Document extract:
■ ■ ■ ■

Bajana is a village in Dasada Taluka of Surendranagar district, Gujarat, India.

Location
Bajana is situated on the southern shore of the Little Rann of Kutch near its south-east corner. It lies in north latitude 23° 6' and east longitude 71° 49'.

History 
These Jats, originally inhabitants of Baluchistan and Makran, are said to have come in 711 with the army of Muhammad Qasim, and settled at Vanga in Sindh. It is said that a Sindh ruler sought to force into his harem two of Malik Umar Khan's daughters, and that the Jats resisting were attacked and forced to fly to Dadhana state. Finding no shelter, they fled to Kathiawar where the Parmars of Muli helped them.

■ ■ ■ ■

Object point labels
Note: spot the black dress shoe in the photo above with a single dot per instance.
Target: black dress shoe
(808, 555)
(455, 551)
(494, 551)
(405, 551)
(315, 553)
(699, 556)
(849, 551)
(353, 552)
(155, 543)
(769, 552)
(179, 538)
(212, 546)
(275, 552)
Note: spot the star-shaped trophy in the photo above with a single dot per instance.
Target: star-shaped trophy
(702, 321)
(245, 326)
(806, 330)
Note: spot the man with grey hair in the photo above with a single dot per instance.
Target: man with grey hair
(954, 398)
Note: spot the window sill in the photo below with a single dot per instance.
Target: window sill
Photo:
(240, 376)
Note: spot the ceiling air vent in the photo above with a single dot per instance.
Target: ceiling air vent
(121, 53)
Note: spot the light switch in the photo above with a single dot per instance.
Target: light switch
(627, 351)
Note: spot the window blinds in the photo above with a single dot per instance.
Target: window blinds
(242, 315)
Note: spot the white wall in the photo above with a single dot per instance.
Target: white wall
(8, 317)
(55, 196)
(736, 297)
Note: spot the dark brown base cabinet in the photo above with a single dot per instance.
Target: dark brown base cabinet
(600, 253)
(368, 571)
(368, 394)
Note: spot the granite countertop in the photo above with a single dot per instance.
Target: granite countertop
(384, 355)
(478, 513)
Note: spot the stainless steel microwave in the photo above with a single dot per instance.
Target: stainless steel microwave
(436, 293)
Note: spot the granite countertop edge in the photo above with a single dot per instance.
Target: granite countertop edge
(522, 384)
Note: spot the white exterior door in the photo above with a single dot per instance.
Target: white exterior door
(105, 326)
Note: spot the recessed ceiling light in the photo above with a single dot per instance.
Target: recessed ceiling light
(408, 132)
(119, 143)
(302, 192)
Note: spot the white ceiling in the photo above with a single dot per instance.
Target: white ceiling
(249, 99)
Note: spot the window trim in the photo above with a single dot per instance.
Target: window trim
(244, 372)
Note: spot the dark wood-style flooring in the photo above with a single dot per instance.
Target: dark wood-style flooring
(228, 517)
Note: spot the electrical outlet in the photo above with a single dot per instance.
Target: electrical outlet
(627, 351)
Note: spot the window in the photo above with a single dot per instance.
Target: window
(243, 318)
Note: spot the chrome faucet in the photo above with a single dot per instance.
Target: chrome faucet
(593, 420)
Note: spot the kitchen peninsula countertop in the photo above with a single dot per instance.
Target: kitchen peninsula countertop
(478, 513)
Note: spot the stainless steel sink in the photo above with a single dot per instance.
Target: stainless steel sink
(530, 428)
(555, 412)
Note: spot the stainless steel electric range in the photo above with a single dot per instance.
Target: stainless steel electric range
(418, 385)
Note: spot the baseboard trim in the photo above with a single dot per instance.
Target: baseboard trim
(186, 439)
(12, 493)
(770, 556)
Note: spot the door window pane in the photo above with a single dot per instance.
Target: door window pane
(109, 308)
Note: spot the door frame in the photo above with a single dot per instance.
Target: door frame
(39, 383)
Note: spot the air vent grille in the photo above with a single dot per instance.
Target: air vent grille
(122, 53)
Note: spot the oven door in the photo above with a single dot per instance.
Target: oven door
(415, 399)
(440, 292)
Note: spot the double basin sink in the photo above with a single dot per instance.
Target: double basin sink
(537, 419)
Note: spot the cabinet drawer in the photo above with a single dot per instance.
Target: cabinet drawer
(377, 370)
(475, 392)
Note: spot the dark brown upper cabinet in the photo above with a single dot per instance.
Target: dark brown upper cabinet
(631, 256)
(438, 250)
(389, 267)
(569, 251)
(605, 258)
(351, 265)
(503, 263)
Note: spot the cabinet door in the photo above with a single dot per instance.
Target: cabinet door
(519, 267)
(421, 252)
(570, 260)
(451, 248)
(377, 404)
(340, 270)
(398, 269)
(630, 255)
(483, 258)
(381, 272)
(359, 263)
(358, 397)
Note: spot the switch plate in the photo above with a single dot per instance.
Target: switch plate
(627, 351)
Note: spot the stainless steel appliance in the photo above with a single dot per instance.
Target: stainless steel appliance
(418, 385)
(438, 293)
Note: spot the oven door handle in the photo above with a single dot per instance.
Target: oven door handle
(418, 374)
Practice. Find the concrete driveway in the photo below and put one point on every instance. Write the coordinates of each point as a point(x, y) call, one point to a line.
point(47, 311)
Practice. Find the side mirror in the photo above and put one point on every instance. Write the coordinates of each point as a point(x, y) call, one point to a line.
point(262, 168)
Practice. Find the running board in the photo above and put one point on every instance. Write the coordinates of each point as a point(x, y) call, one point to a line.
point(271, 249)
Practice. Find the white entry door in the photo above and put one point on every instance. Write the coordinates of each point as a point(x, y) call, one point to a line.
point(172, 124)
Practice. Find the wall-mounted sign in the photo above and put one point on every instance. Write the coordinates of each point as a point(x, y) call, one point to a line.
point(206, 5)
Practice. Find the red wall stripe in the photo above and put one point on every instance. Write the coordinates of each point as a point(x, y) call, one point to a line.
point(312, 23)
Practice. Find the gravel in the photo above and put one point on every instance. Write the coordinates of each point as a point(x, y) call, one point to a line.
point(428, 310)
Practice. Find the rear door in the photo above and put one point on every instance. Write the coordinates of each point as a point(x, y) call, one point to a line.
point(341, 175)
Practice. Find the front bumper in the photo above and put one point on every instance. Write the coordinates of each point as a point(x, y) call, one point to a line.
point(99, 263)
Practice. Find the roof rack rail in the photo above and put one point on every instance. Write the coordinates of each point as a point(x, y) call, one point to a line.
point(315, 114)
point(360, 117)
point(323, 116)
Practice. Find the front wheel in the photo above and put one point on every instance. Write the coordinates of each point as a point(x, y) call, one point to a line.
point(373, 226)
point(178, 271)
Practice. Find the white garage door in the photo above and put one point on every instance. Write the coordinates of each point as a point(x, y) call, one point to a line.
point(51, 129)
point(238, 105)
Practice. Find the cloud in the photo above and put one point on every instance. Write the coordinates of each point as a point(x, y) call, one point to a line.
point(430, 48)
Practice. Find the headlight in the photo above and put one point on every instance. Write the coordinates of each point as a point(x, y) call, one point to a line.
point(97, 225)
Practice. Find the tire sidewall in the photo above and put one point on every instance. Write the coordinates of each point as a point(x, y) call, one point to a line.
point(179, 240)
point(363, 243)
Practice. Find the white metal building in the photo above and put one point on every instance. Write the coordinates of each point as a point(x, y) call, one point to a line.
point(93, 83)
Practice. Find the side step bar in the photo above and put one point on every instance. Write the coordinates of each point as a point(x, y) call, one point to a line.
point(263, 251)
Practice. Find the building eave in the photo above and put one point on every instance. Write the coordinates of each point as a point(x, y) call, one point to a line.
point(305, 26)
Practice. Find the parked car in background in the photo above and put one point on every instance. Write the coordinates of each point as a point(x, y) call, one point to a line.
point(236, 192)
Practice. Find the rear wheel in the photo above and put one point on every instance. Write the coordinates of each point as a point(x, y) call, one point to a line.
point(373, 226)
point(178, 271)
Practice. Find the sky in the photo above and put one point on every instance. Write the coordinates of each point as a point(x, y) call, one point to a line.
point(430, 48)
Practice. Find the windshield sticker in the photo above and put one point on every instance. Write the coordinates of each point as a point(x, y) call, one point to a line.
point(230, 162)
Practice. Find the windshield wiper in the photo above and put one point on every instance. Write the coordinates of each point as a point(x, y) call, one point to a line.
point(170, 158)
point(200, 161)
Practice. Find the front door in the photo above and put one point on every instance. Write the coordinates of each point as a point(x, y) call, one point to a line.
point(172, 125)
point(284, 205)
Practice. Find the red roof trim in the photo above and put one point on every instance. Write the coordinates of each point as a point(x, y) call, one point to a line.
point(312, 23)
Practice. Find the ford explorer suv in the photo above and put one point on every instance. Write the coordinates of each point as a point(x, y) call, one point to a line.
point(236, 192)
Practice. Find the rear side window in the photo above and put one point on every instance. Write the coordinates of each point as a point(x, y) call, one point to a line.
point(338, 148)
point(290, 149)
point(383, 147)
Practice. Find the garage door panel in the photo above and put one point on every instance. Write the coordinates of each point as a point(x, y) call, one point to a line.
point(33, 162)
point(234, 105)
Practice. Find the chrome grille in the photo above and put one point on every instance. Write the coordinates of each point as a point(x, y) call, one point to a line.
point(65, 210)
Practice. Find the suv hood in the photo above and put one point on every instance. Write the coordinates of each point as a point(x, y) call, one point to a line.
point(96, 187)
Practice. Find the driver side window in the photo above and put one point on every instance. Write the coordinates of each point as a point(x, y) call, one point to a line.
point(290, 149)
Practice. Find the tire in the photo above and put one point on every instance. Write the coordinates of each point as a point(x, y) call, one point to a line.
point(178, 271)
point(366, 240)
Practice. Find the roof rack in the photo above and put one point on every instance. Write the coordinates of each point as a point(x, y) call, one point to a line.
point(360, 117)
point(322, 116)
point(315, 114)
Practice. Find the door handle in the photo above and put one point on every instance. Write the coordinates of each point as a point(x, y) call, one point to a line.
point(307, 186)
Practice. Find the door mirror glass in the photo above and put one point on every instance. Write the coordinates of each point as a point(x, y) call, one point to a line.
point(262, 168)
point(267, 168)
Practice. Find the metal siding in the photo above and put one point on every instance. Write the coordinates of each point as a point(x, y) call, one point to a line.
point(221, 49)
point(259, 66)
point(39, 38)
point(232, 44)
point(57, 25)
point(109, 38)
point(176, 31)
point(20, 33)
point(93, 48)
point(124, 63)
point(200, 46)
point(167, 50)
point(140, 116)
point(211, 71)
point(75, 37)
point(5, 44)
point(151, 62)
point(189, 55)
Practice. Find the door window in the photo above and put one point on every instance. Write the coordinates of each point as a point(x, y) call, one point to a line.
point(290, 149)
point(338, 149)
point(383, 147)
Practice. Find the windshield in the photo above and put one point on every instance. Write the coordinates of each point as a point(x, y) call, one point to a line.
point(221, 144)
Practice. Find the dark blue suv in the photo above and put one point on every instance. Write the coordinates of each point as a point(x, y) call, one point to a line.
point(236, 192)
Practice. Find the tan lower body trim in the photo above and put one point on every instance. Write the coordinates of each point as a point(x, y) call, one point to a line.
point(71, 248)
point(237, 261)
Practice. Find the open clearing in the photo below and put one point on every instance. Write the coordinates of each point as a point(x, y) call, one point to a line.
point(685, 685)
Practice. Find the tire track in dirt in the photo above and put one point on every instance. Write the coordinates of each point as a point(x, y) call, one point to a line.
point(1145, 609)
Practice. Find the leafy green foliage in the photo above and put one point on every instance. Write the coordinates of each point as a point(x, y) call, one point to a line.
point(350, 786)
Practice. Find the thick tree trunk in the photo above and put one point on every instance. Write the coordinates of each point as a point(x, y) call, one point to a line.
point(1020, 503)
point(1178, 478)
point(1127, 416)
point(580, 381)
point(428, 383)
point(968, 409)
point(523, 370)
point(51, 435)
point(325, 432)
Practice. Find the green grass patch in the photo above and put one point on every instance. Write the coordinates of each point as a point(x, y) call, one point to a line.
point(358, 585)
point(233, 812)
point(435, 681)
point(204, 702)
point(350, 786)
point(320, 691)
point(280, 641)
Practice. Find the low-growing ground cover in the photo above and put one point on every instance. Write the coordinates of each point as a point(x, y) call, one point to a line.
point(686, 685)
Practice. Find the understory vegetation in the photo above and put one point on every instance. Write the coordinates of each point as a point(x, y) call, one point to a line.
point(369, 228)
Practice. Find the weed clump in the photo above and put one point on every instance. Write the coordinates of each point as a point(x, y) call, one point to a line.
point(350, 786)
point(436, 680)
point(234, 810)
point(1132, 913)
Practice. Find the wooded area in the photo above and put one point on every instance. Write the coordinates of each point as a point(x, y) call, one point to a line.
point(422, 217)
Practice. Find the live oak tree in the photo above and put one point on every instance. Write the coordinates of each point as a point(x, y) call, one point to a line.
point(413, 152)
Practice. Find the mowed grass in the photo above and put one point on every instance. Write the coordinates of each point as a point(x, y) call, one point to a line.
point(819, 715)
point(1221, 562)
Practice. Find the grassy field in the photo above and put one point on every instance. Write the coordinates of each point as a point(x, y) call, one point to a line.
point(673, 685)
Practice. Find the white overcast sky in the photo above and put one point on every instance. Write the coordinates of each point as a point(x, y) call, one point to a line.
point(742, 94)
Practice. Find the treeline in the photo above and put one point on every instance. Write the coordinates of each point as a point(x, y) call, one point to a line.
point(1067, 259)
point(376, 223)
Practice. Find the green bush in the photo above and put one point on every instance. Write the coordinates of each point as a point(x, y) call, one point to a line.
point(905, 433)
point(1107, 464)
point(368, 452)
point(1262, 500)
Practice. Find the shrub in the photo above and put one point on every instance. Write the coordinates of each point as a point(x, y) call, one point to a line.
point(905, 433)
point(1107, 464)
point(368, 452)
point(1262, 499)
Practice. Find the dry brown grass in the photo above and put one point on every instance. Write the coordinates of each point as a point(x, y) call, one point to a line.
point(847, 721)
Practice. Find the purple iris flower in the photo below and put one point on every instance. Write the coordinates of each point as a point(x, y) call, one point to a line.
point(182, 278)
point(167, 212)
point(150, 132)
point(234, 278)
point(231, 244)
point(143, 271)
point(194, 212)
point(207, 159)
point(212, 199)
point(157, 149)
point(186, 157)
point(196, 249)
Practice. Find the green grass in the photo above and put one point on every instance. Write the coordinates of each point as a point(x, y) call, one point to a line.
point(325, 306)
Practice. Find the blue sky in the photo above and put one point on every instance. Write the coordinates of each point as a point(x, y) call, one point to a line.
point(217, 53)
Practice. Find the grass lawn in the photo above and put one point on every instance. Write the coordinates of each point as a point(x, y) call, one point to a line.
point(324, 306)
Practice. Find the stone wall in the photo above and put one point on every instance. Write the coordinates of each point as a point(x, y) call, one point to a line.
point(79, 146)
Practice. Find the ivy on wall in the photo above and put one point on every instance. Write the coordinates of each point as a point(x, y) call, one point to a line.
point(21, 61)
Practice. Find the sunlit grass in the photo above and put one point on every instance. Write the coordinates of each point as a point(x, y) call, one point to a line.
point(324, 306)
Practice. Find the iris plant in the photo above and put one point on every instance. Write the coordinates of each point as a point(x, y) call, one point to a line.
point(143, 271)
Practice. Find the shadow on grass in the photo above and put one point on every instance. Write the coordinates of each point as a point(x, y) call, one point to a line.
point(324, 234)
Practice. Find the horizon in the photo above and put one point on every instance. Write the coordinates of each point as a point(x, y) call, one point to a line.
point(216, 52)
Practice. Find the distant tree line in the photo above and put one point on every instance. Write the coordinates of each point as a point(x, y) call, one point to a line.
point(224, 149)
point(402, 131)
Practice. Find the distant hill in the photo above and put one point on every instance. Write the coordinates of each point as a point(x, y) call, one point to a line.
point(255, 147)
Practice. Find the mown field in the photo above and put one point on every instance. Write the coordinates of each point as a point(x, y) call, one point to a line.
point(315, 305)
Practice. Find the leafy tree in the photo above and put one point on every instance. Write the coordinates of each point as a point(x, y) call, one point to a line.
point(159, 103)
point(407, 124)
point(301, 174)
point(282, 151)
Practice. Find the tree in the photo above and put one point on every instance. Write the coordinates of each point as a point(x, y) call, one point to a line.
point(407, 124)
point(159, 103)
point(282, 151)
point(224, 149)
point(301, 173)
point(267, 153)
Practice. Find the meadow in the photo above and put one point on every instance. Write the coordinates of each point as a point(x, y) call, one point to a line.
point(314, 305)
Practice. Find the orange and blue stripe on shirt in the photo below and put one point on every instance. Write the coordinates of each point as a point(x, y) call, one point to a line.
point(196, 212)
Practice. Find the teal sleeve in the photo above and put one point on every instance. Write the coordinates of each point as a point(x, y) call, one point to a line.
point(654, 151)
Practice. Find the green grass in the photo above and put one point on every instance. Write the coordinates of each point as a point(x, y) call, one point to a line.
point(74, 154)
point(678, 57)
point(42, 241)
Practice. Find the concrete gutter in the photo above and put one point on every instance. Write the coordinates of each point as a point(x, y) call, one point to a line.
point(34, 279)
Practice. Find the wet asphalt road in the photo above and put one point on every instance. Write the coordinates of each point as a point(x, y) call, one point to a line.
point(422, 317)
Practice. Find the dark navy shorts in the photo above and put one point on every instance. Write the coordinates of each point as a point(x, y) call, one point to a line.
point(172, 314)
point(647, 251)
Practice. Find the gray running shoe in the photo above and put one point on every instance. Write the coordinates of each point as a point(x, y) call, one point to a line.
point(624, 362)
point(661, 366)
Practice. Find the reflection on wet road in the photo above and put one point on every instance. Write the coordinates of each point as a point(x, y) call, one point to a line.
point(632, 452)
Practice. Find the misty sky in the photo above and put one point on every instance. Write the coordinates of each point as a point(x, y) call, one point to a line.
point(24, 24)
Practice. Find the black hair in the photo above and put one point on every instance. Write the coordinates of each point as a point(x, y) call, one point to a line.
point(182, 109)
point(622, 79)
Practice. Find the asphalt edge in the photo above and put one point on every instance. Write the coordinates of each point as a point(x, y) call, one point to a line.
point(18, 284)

■ ■ ■ ■

Stated problem A: Which shore of the Little Rann of Kutch is Bajana on, according to the Bajana text?
Stated problem B: In the history section of the Bajana text, what reason is given for the Jats leaving Sindh and eventually reaching Kathiawar?

Correct output A: Bajana is on the southern shore, near its south-east corner.

Correct output B: It is said that a Sindh ruler tried to force two of Malik Umar Khan's daughters into his harem, and the Jats who resisted were attacked and forced to flee to Dadhana state. Finding no shelter there, they fled to Kathiawar, where the Parmars of Muli helped them.